Exercise instructions: Recast the lines from the start of the records through the line containing "point(262, 595)", both ends included, as a JSON list of strings with one string per line and blank lines left out.

Location identification items:
•••

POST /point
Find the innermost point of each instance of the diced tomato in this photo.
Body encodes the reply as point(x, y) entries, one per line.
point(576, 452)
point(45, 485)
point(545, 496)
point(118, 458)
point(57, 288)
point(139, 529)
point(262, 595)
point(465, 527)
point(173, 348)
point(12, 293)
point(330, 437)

•••

Exercise answer:
[
  "POST /point",
  "Find the innermost point of each instance of the diced tomato in this photo.",
  "Body encodes the reply as point(x, y) entries, one per line.",
  "point(576, 452)",
  "point(45, 485)",
  "point(545, 496)",
  "point(118, 458)",
  "point(57, 288)",
  "point(139, 529)",
  "point(262, 595)"
]